▶ **SET EXERCISE**:
Tally how many lines in the rows below contain the string "white", where case counts. Reply with the number alone.

┌─ THE INPUT

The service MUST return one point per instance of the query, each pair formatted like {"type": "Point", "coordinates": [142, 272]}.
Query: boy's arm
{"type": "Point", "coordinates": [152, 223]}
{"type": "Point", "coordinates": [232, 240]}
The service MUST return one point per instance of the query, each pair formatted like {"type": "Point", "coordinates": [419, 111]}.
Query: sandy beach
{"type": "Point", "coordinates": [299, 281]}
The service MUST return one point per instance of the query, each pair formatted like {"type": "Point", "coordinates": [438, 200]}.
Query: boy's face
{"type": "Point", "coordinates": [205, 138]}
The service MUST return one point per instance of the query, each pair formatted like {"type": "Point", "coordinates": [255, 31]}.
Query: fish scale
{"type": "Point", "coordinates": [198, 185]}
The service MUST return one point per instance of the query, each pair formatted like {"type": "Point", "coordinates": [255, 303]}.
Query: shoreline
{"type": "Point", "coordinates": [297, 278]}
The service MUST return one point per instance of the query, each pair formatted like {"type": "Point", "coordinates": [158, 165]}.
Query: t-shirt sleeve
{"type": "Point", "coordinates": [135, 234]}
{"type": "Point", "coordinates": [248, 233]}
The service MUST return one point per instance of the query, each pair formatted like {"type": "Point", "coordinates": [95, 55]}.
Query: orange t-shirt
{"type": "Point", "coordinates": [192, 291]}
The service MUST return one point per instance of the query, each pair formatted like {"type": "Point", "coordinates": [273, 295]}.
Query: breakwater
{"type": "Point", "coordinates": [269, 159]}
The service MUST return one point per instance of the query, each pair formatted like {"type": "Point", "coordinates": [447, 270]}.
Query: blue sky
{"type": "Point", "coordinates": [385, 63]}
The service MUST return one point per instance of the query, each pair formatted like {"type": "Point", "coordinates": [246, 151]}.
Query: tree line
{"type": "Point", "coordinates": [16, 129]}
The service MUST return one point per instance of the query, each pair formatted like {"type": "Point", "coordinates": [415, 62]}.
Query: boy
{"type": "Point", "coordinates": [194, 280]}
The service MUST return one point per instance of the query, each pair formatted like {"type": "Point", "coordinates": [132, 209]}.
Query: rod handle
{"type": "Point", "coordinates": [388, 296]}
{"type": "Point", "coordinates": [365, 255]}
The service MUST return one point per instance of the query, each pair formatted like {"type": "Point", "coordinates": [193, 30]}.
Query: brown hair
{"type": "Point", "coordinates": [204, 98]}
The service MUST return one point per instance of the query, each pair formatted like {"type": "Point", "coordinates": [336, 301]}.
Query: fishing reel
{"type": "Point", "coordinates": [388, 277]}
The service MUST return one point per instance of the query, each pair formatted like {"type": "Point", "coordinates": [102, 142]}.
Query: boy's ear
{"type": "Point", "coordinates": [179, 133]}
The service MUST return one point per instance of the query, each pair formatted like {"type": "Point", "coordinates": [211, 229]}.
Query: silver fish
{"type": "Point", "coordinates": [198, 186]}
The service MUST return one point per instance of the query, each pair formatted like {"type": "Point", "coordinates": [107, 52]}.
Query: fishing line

└─
┌─ THE INPUT

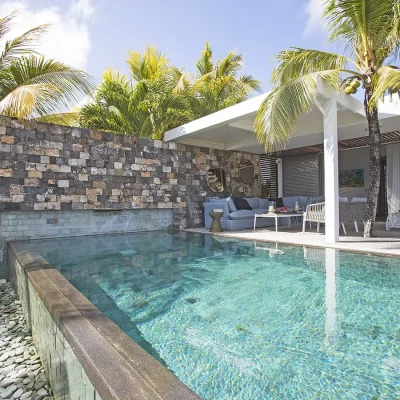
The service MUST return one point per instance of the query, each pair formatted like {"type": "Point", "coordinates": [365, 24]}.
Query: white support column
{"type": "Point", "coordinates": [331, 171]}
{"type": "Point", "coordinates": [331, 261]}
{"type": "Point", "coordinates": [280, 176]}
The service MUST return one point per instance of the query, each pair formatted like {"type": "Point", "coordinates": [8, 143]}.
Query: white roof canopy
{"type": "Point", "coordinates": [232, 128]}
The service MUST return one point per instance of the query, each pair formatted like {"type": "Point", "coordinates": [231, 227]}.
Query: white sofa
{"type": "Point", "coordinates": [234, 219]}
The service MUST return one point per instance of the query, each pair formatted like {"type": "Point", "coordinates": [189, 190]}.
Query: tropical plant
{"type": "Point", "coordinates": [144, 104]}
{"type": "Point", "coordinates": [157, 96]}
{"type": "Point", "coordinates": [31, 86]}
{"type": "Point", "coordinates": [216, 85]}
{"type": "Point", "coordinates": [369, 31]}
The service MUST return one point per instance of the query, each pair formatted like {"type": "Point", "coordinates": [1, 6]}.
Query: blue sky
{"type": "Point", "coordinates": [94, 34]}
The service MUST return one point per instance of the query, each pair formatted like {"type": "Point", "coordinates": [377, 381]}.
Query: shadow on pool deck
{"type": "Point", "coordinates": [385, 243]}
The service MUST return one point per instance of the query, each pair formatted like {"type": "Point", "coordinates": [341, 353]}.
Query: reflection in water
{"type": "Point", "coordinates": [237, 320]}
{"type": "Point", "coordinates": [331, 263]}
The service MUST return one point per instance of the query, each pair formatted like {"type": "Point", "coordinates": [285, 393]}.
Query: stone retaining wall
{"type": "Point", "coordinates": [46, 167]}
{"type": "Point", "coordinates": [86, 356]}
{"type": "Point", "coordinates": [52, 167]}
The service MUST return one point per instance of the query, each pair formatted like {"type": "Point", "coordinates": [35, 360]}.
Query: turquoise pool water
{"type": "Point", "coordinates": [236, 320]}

└─
┌─ THE INPUT

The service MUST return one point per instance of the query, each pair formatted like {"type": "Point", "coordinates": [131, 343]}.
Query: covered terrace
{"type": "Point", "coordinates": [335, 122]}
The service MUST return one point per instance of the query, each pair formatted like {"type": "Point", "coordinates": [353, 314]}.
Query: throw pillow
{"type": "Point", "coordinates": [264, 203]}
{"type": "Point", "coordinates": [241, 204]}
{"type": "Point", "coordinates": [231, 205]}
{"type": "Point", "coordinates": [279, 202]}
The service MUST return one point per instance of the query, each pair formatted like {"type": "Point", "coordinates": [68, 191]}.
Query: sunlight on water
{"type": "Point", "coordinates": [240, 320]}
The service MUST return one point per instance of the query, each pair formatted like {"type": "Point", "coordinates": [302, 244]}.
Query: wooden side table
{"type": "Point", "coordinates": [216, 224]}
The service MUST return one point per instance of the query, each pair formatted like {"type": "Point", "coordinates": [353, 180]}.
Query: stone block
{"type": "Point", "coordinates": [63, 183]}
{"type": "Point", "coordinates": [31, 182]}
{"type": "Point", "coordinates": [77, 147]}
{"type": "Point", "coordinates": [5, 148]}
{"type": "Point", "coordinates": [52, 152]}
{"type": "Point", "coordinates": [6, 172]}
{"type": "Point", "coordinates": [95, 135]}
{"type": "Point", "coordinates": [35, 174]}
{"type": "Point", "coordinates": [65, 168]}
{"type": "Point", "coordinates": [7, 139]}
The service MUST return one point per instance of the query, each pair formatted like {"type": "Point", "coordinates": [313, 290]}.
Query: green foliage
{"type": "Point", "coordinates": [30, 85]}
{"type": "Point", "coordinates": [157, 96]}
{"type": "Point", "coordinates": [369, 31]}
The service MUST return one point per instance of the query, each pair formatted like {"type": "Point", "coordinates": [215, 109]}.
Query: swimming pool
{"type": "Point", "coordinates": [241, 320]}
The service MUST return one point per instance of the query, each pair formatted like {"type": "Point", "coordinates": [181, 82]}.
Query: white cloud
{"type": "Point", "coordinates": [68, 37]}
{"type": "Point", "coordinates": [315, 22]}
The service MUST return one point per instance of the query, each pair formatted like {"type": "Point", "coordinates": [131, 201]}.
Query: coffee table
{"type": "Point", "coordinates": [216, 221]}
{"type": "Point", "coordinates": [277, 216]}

└─

▶ **EXERCISE SOLUTION**:
4